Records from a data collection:
----
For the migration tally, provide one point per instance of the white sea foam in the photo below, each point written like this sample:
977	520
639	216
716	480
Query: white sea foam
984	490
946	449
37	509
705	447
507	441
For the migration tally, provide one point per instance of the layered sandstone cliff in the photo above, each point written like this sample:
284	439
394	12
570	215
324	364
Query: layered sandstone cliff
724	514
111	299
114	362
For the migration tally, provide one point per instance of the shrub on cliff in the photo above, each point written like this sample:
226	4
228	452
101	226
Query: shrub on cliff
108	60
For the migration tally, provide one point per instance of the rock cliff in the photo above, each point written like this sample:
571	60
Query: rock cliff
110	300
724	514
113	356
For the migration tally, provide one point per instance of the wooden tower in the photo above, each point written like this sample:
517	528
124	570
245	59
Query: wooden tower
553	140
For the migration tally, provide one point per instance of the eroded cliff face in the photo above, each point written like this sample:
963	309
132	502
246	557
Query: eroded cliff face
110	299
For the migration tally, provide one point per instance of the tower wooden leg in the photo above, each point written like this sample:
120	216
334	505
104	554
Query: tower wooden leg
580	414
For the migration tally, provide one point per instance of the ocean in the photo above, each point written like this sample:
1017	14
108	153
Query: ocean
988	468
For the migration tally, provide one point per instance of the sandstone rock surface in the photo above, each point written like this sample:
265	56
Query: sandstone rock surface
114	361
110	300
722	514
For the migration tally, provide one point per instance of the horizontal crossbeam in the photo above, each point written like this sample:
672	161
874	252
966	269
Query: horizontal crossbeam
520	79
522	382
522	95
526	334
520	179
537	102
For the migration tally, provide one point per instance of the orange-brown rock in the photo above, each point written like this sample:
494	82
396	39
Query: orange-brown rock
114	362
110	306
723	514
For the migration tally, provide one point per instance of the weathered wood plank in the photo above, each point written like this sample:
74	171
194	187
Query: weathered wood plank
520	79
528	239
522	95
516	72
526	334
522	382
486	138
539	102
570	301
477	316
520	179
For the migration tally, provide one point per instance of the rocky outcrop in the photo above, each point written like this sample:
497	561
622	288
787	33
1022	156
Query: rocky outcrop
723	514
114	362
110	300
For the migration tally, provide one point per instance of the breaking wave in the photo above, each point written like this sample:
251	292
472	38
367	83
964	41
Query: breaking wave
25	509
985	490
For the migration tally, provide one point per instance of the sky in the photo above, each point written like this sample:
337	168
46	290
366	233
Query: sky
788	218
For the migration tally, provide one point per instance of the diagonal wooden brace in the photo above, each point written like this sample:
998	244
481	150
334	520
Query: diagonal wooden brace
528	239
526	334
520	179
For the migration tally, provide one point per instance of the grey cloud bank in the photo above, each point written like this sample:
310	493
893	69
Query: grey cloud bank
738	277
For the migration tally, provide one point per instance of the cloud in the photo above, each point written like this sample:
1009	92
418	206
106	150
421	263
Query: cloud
----
*Task to complete*
Your task is to restate every record exactly.

*Result below*
For the migration tally, provide one point per instance of the white sea foam in the photo below, each point written like this sample:
977	520
639	216
716	480
Query: white sea foam
984	490
946	449
37	509
705	447
507	441
For the migration tally, provide one point per instance of the layered sandstone cliff in the photo above, each point written like this sample:
284	439
394	12
570	215
324	364
Query: layered sandstone cliff
724	514
111	299
114	362
For the migration tally, provide one point per instance of the shrub on cliff in the photo above, each point written like this sample:
226	4
228	452
101	226
Query: shrub on cliff
108	60
For the migration tally, provide one point per instance of the rock cliff in the photo above, each point written like this sample:
571	60
Query: rock cliff
110	300
724	514
113	356
For the migration tally, provide one point per instance of the wooden tower in the photo above, each point written like this sample:
517	528
124	570
245	59
Query: wooden tower
553	140
For the migration tally, provide one point per instance of the eroded cliff face in the photo above, each point written like this sample:
963	309
132	502
246	557
Query: eroded cliff face
110	299
For the migration tally, provide one point per instance of the tower wooden leg in the photo above, each point written like this sample:
120	216
334	505
104	554
Query: tower wooden leg
580	414
For the migration tally, provide one point per instance of the ocean in the photo above, each point written like this sample:
1017	14
108	153
Query: ocean
988	468
For the migration tally, provide one point per instance of the sandstone rock surface in the photo above, each point written like this sample:
265	56
Query: sandstone rock surface
114	361
110	300
722	514
For the migration tally, provide one point per instance of the horizontal crossbeam in the photo above, each point written like this sample:
672	161
874	252
966	269
Query: horizontal crossbeam
520	79
522	382
522	95
526	334
520	179
537	102
For the migration tally, provide one point per instance of the orange-brown rock in the photo above, each point written like this sample:
494	82
396	39
Query: orange-brown rock
114	362
110	306
723	514
For the migration tally, provide one point per instance of the weathered wood plank in the photo above, each point written like this sample:
74	171
194	187
Query: weathered wood plank
520	79
528	239
522	95
516	72
526	334
522	382
486	138
539	102
570	301
477	316
520	179
For the migration tally, provide one point per instance of the rocky outcrop in the photo above, each point written like this sample:
497	561
622	288
787	33
1022	156
Query: rocky outcrop
723	514
114	362
110	300
For the migration tally, provide one point per instance of the breaking wave in the photo above, each point written like this sample:
251	292
472	38
367	83
964	41
Query: breaking wave
25	509
985	490
For the migration tally, provide one point per instance of the sky in the photo above, each point written like this sample:
337	168
46	290
366	233
Query: sky
788	218
For the migration tally, provide one point per instance of the diagonal wooden brace in the photo above, each point written like this sample:
998	244
481	150
334	520
Query: diagonal wooden brace
528	239
526	334
520	179
For the migration tally, provide one point per instance of the grey cloud bank in the photo above, each point written like this sample:
310	493
893	69
Query: grey cloud bank
738	277
For the migration tally, provide one point per instance of the cloud in the photo above, each point written like this sample:
1009	92
418	206
106	150
421	263
Query: cloud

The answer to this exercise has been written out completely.